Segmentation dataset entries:
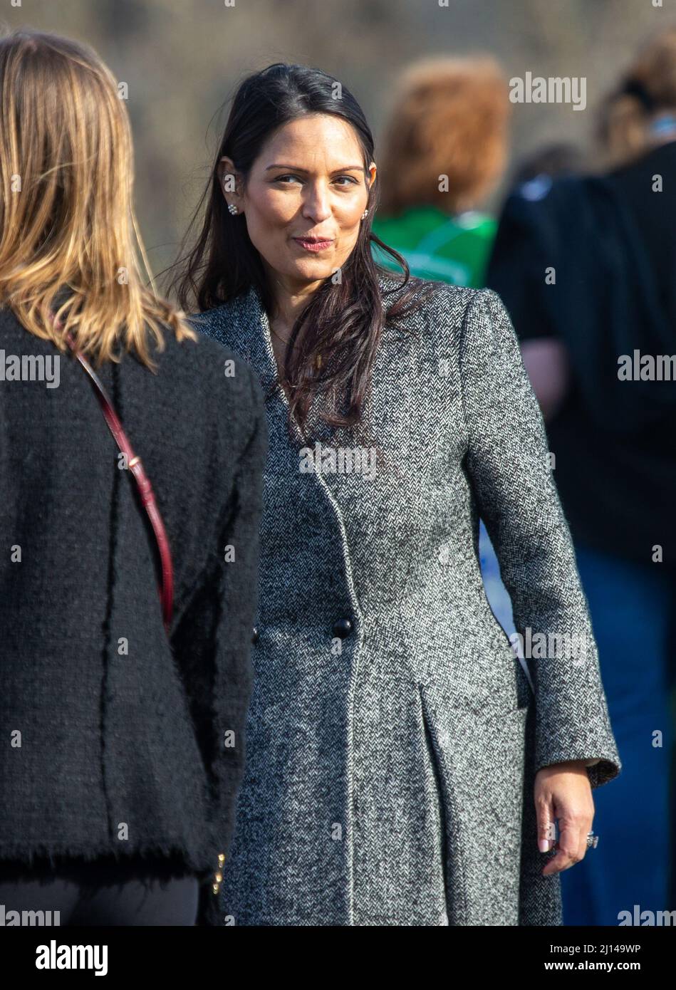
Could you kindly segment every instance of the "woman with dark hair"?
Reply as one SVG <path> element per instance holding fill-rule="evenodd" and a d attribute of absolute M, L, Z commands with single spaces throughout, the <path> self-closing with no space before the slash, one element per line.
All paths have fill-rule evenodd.
<path fill-rule="evenodd" d="M 376 265 L 376 175 L 338 80 L 248 76 L 177 279 L 258 373 L 270 439 L 221 918 L 559 924 L 620 758 L 542 420 L 495 293 Z M 581 656 L 519 664 L 479 513 L 518 629 Z"/>
<path fill-rule="evenodd" d="M 6 925 L 210 924 L 232 834 L 263 400 L 146 288 L 132 188 L 96 53 L 0 39 Z"/>

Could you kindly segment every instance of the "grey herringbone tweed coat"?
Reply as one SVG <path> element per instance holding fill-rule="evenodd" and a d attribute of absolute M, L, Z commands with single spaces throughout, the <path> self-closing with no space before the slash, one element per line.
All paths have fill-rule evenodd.
<path fill-rule="evenodd" d="M 560 925 L 559 877 L 541 876 L 551 853 L 537 850 L 534 772 L 598 758 L 596 787 L 621 762 L 542 419 L 500 297 L 438 283 L 403 330 L 386 325 L 366 407 L 386 457 L 374 476 L 344 462 L 327 471 L 326 447 L 321 469 L 302 469 L 254 289 L 197 325 L 271 390 L 224 923 Z M 327 437 L 334 449 L 357 446 L 341 430 Z M 484 593 L 480 516 L 520 633 L 590 646 L 531 660 L 534 696 Z"/>

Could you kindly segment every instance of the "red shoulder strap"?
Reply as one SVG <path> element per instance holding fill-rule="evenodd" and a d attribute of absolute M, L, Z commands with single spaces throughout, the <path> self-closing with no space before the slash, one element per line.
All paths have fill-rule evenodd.
<path fill-rule="evenodd" d="M 150 526 L 152 527 L 152 532 L 155 536 L 155 541 L 157 543 L 157 549 L 159 551 L 159 559 L 161 561 L 162 570 L 162 583 L 158 588 L 159 599 L 162 606 L 162 618 L 164 620 L 164 628 L 168 634 L 169 627 L 171 625 L 171 616 L 173 614 L 173 565 L 171 563 L 171 550 L 169 548 L 169 541 L 166 536 L 166 530 L 164 529 L 164 523 L 162 522 L 162 517 L 159 515 L 159 510 L 155 503 L 154 492 L 152 491 L 152 486 L 150 485 L 149 478 L 145 473 L 145 469 L 142 463 L 141 457 L 135 454 L 132 445 L 130 443 L 129 437 L 125 433 L 122 423 L 118 414 L 115 412 L 113 405 L 108 398 L 103 384 L 101 383 L 98 375 L 92 368 L 91 364 L 84 356 L 80 353 L 75 346 L 72 335 L 70 333 L 66 334 L 66 342 L 68 346 L 73 351 L 78 361 L 84 368 L 84 370 L 89 375 L 94 389 L 96 391 L 96 397 L 99 400 L 99 404 L 103 411 L 104 418 L 108 424 L 110 432 L 115 438 L 115 442 L 120 447 L 120 450 L 125 454 L 127 458 L 127 466 L 131 470 L 134 478 L 136 480 L 137 486 L 139 488 L 139 494 L 141 496 L 141 501 L 147 513 L 147 517 L 150 520 Z"/>

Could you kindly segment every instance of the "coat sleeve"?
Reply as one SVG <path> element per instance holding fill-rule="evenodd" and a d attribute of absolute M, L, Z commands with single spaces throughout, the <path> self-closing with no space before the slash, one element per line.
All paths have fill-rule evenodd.
<path fill-rule="evenodd" d="M 588 602 L 548 464 L 548 445 L 519 342 L 500 296 L 473 293 L 459 342 L 466 467 L 512 599 L 517 632 L 542 634 L 530 660 L 535 770 L 589 762 L 592 787 L 622 768 L 601 680 Z M 533 649 L 533 653 L 535 650 Z"/>
<path fill-rule="evenodd" d="M 214 859 L 212 867 L 200 877 L 198 926 L 223 925 L 213 885 L 217 871 L 227 868 L 233 840 L 252 685 L 251 633 L 258 604 L 262 473 L 268 436 L 262 392 L 253 373 L 248 373 L 252 431 L 239 458 L 231 496 L 219 521 L 218 545 L 213 548 L 210 566 L 181 623 L 182 634 L 175 646 L 181 652 L 181 664 L 191 678 L 190 690 L 197 702 L 193 717 L 212 799 L 210 836 Z M 224 857 L 222 862 L 219 856 Z"/>

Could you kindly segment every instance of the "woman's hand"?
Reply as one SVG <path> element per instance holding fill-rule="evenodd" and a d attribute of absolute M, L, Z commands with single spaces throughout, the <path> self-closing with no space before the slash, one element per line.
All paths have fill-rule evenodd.
<path fill-rule="evenodd" d="M 542 870 L 542 876 L 550 876 L 584 859 L 587 852 L 587 834 L 594 821 L 594 799 L 586 760 L 571 759 L 543 766 L 535 774 L 534 799 L 540 852 L 551 849 L 554 819 L 558 819 L 556 855 Z"/>

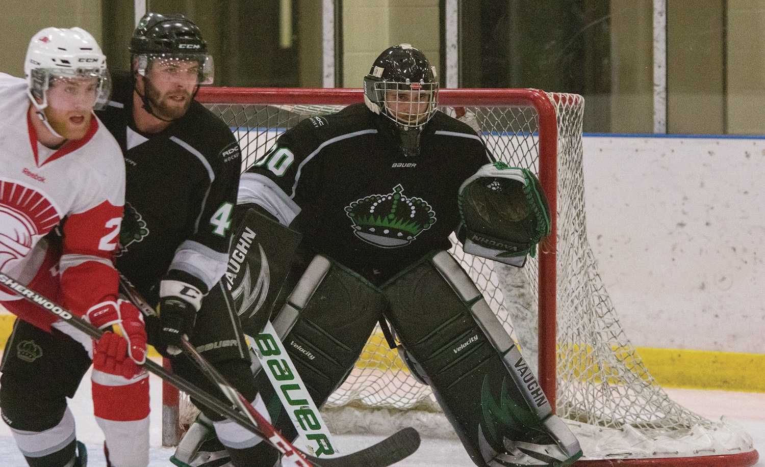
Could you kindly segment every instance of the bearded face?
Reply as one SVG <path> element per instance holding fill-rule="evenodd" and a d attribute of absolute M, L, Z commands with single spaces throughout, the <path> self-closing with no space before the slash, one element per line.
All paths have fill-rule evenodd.
<path fill-rule="evenodd" d="M 197 86 L 196 60 L 155 59 L 143 78 L 144 92 L 154 113 L 163 120 L 185 115 Z"/>

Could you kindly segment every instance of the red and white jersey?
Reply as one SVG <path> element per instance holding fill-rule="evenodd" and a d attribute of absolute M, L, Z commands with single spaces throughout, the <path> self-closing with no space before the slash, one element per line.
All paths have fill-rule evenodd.
<path fill-rule="evenodd" d="M 102 299 L 113 300 L 118 290 L 113 258 L 125 203 L 122 151 L 95 115 L 85 138 L 56 151 L 43 146 L 29 104 L 26 81 L 0 73 L 0 271 L 31 281 L 44 254 L 35 245 L 64 221 L 61 298 L 82 314 Z M 0 300 L 12 299 L 0 291 Z"/>

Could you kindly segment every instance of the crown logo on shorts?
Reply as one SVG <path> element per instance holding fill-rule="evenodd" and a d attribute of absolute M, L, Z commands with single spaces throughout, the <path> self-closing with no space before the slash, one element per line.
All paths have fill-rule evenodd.
<path fill-rule="evenodd" d="M 34 362 L 43 356 L 43 349 L 34 341 L 21 341 L 16 346 L 16 355 L 24 362 Z"/>
<path fill-rule="evenodd" d="M 393 192 L 356 199 L 345 208 L 357 237 L 386 248 L 409 245 L 435 223 L 435 212 L 425 199 L 404 196 L 400 184 Z"/>

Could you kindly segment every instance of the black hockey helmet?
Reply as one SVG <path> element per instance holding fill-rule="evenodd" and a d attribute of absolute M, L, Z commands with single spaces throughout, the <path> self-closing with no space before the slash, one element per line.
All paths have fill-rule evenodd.
<path fill-rule="evenodd" d="M 402 96 L 411 100 L 399 100 Z M 372 112 L 386 115 L 399 126 L 422 127 L 438 105 L 435 68 L 422 52 L 409 44 L 389 47 L 364 76 L 364 102 Z M 402 117 L 402 109 L 405 118 Z"/>
<path fill-rule="evenodd" d="M 199 84 L 212 84 L 214 66 L 207 42 L 199 28 L 183 15 L 144 15 L 128 47 L 138 57 L 138 73 L 143 75 L 149 60 L 193 60 L 200 63 Z"/>

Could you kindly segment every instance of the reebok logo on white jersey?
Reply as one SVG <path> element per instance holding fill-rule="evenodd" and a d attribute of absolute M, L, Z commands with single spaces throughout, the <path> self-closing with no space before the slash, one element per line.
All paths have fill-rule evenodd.
<path fill-rule="evenodd" d="M 34 180 L 37 180 L 38 182 L 42 182 L 44 183 L 45 183 L 45 177 L 41 177 L 40 175 L 37 175 L 34 172 L 32 172 L 31 170 L 30 170 L 29 169 L 28 169 L 27 167 L 24 167 L 24 170 L 21 170 L 21 174 L 24 174 L 27 177 L 31 177 L 34 178 Z"/>

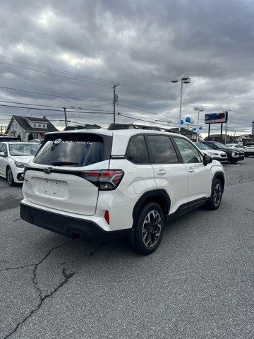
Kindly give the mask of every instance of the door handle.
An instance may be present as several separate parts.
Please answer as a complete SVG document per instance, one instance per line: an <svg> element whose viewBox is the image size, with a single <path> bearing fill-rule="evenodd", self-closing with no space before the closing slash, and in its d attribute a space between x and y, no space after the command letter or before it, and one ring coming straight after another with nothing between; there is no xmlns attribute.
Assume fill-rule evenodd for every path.
<svg viewBox="0 0 254 339"><path fill-rule="evenodd" d="M167 172L165 171L165 170L160 168L159 170L157 170L157 173L159 175L164 175L166 174Z"/></svg>

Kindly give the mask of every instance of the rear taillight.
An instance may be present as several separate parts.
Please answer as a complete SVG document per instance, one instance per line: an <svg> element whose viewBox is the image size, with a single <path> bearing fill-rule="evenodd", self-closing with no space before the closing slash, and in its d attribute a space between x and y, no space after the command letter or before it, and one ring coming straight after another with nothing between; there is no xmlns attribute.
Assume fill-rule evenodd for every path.
<svg viewBox="0 0 254 339"><path fill-rule="evenodd" d="M105 210L105 213L104 213L104 219L105 220L107 221L107 224L109 225L109 222L110 222L110 220L109 220L109 212L108 210Z"/></svg>
<svg viewBox="0 0 254 339"><path fill-rule="evenodd" d="M98 170L83 172L84 179L92 182L100 191L116 189L123 179L122 170Z"/></svg>

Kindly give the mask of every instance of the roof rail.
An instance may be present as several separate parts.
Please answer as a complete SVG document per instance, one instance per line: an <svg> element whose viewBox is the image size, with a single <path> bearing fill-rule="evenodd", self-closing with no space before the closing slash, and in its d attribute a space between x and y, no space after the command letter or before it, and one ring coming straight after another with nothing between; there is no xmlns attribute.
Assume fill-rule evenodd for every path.
<svg viewBox="0 0 254 339"><path fill-rule="evenodd" d="M164 129L162 127L158 127L157 126L150 126L150 125L139 125L136 124L116 124L111 123L108 127L109 130L116 130L116 129L149 129L152 131L162 131L164 132L171 132L177 133L174 131L171 131L169 129Z"/></svg>

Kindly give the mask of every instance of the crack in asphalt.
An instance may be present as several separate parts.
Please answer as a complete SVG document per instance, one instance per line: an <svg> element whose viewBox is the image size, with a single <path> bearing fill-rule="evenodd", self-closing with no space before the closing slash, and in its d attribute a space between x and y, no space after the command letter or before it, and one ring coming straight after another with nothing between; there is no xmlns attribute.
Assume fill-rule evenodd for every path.
<svg viewBox="0 0 254 339"><path fill-rule="evenodd" d="M32 316L32 315L36 312L40 308L40 307L42 305L43 302L48 298L49 298L50 297L52 297L56 292L57 292L61 287L62 287L65 284L66 284L68 282L68 281L69 280L69 279L71 279L71 278L72 278L75 273L76 272L72 272L71 273L67 273L66 272L66 269L64 268L62 268L62 275L64 278L64 280L58 285L56 286L56 288L54 288L50 293L49 293L48 295L44 295L44 297L42 296L42 290L38 287L37 286L37 281L36 281L36 278L37 278L37 275L36 275L36 270L38 268L38 266L43 263L43 261L50 255L50 254L54 251L55 249L57 249L60 247L62 247L64 246L66 246L66 245L68 245L68 244L70 244L71 242L73 242L73 239L71 239L71 241L68 242L65 242L64 244L61 244L60 245L58 245L55 247L53 247L52 249L51 249L47 253L47 254L42 258L42 260L40 260L39 261L39 263L37 263L35 264L34 263L32 263L32 264L29 264L29 265L26 265L25 266L28 267L28 266L34 266L35 268L32 270L32 273L33 273L33 277L32 277L32 284L34 285L34 287L35 287L35 289L38 291L39 292L39 297L40 297L40 302L37 304L37 306L35 308L35 309L32 309L31 310L31 311L29 313L29 314L23 319L23 320L22 320L21 321L20 321L15 327L15 328L11 332L9 333L8 334L7 334L7 335L6 335L4 337L4 339L6 339L7 338L9 338L11 335L12 335L13 334L14 334L16 333L16 331L18 330L18 328L19 328L19 326L20 325L22 325L23 323L24 323L30 316ZM11 269L11 268L10 268Z"/></svg>
<svg viewBox="0 0 254 339"><path fill-rule="evenodd" d="M20 219L21 219L21 217L18 218L18 219L16 219L15 220L13 220L13 222L16 222L16 221L20 220Z"/></svg>
<svg viewBox="0 0 254 339"><path fill-rule="evenodd" d="M228 184L226 186L235 186L239 184L245 184L246 182L253 182L254 176L248 175L247 174L240 174L236 178L236 182L234 184Z"/></svg>
<svg viewBox="0 0 254 339"><path fill-rule="evenodd" d="M20 321L15 327L15 328L11 331L7 335L6 335L4 339L7 339L7 338L9 338L11 335L12 335L13 334L14 334L16 331L18 330L18 328L19 328L19 326L22 324L23 324L29 318L30 318L32 314L34 313L35 313L38 309L40 309L40 308L41 307L41 306L42 305L43 302L48 298L49 298L50 297L52 297L56 292L57 292L61 287L62 287L64 285L66 285L68 280L73 276L75 275L75 274L77 273L77 272L71 272L71 273L66 273L66 270L65 268L62 268L62 275L63 275L63 277L64 278L64 280L58 285L56 286L56 288L54 288L50 293L47 294L47 295L45 295L44 297L42 297L42 290L38 287L37 285L37 269L38 268L38 266L43 263L43 261L50 255L50 254L54 251L55 249L57 249L60 247L62 247L64 246L66 246L66 245L68 245L68 244L70 244L71 242L73 242L73 239L72 239L71 241L68 242L65 242L64 244L61 244L59 246L56 246L55 247L53 247L52 249L51 249L47 253L47 254L43 257L43 258L42 260L40 260L39 261L39 263L31 263L31 264L28 264L28 265L25 265L23 266L20 266L20 267L18 267L18 268L6 268L6 269L4 269L4 270L11 270L11 269L18 269L18 268L23 268L23 267L28 267L28 266L34 266L34 269L32 270L32 284L35 287L35 288L37 290L37 291L38 292L38 294L39 294L39 297L40 297L40 301L39 301L39 303L37 304L37 306L32 309L30 312L29 313L29 314L25 316L23 320L22 320L21 321ZM94 256L95 254L95 253L99 251L103 246L104 246L105 243L104 242L102 242L101 244L99 244L99 245L98 246L97 246L95 249L93 249L92 251L91 251L91 252L90 254L87 254L87 257L91 257L92 256ZM64 264L66 263L65 262L64 263L61 263L62 264Z"/></svg>
<svg viewBox="0 0 254 339"><path fill-rule="evenodd" d="M8 261L6 261L6 263ZM27 265L23 265L22 266L18 267L6 267L6 268L1 268L0 272L3 272L4 270L19 270L20 268L25 268L25 267L34 266L35 263L28 263Z"/></svg>

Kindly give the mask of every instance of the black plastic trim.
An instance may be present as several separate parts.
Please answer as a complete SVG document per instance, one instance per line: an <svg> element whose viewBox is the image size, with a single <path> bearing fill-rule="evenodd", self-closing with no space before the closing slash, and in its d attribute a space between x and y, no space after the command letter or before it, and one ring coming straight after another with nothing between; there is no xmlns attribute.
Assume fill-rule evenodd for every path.
<svg viewBox="0 0 254 339"><path fill-rule="evenodd" d="M167 215L170 210L170 204L171 201L169 196L169 194L167 191L164 189L153 189L152 191L149 191L147 192L144 193L144 194L140 196L140 198L138 200L136 203L135 204L133 212L133 225L135 225L135 222L138 219L138 212L140 209L142 205L147 200L151 198L162 198L164 202L164 213L165 215Z"/></svg>
<svg viewBox="0 0 254 339"><path fill-rule="evenodd" d="M133 230L104 231L90 220L46 211L20 203L21 218L40 227L66 237L80 236L87 241L106 241L131 237Z"/></svg>
<svg viewBox="0 0 254 339"><path fill-rule="evenodd" d="M225 175L224 175L224 174L223 173L222 171L219 171L219 172L217 172L214 174L214 177L212 178L212 186L211 186L211 194L212 194L212 186L213 186L214 181L221 175L222 175L223 179L224 179L224 182L222 182L222 184L223 184L222 189L223 189L223 191L224 191L224 188L225 188Z"/></svg>

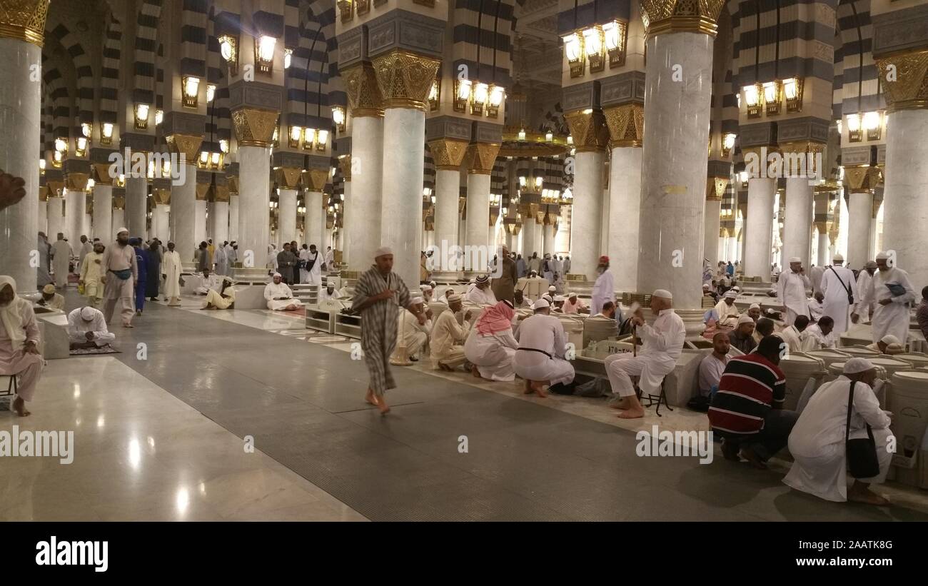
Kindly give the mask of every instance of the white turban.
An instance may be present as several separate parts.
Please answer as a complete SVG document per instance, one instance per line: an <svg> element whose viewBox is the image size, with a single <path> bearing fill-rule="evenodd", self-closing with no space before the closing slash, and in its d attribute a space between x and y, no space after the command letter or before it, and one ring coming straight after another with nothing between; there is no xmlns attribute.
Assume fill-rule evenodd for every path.
<svg viewBox="0 0 928 586"><path fill-rule="evenodd" d="M844 375L857 375L865 373L874 368L872 363L866 358L852 358L844 363L844 368L841 372Z"/></svg>

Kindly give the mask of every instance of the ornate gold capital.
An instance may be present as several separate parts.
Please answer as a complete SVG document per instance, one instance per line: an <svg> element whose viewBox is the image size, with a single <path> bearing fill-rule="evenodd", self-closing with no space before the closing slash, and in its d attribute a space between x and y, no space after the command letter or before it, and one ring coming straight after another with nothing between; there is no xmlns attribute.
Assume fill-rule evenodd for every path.
<svg viewBox="0 0 928 586"><path fill-rule="evenodd" d="M458 171L467 153L468 142L458 138L439 138L429 141L429 150L435 169Z"/></svg>
<svg viewBox="0 0 928 586"><path fill-rule="evenodd" d="M374 57L374 71L384 108L413 108L425 111L425 99L441 61L402 49Z"/></svg>
<svg viewBox="0 0 928 586"><path fill-rule="evenodd" d="M644 140L644 104L611 106L602 110L609 127L609 147L641 146ZM574 138L574 140L576 140Z"/></svg>
<svg viewBox="0 0 928 586"><path fill-rule="evenodd" d="M592 109L574 110L564 114L578 153L601 151L609 142L609 129L602 112Z"/></svg>
<svg viewBox="0 0 928 586"><path fill-rule="evenodd" d="M0 2L0 38L17 39L42 46L50 0Z"/></svg>
<svg viewBox="0 0 928 586"><path fill-rule="evenodd" d="M232 112L232 124L239 146L268 147L274 143L274 131L277 127L280 112L243 108Z"/></svg>
<svg viewBox="0 0 928 586"><path fill-rule="evenodd" d="M296 189L302 171L299 167L275 167L274 178L277 179L277 186L281 189Z"/></svg>
<svg viewBox="0 0 928 586"><path fill-rule="evenodd" d="M203 144L202 136L194 134L169 134L165 140L168 150L178 157L185 158L185 164L196 165L200 156L200 146Z"/></svg>
<svg viewBox="0 0 928 586"><path fill-rule="evenodd" d="M351 164L348 165L349 173ZM329 172L325 169L310 169L303 172L303 185L310 191L321 192L329 183Z"/></svg>
<svg viewBox="0 0 928 586"><path fill-rule="evenodd" d="M468 173L489 175L499 152L497 143L473 143L468 145L464 164Z"/></svg>
<svg viewBox="0 0 928 586"><path fill-rule="evenodd" d="M928 49L880 57L876 64L887 111L928 108Z"/></svg>
<svg viewBox="0 0 928 586"><path fill-rule="evenodd" d="M383 116L383 96L370 63L361 62L342 70L352 116Z"/></svg>
<svg viewBox="0 0 928 586"><path fill-rule="evenodd" d="M721 201L728 186L728 177L709 177L705 183L705 200Z"/></svg>
<svg viewBox="0 0 928 586"><path fill-rule="evenodd" d="M641 19L649 35L702 32L715 36L725 0L641 0Z"/></svg>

**EXERCISE INSTRUCTIONS:** Please collect every line in the entries above that contains the word "coat", and copy each one out in full. Case counts.

**SOLUTION BELOW:**
Could you kindly segment every instance of the "grey herringbone tweed coat"?
Could you kindly segment every instance of the "coat sleeve"?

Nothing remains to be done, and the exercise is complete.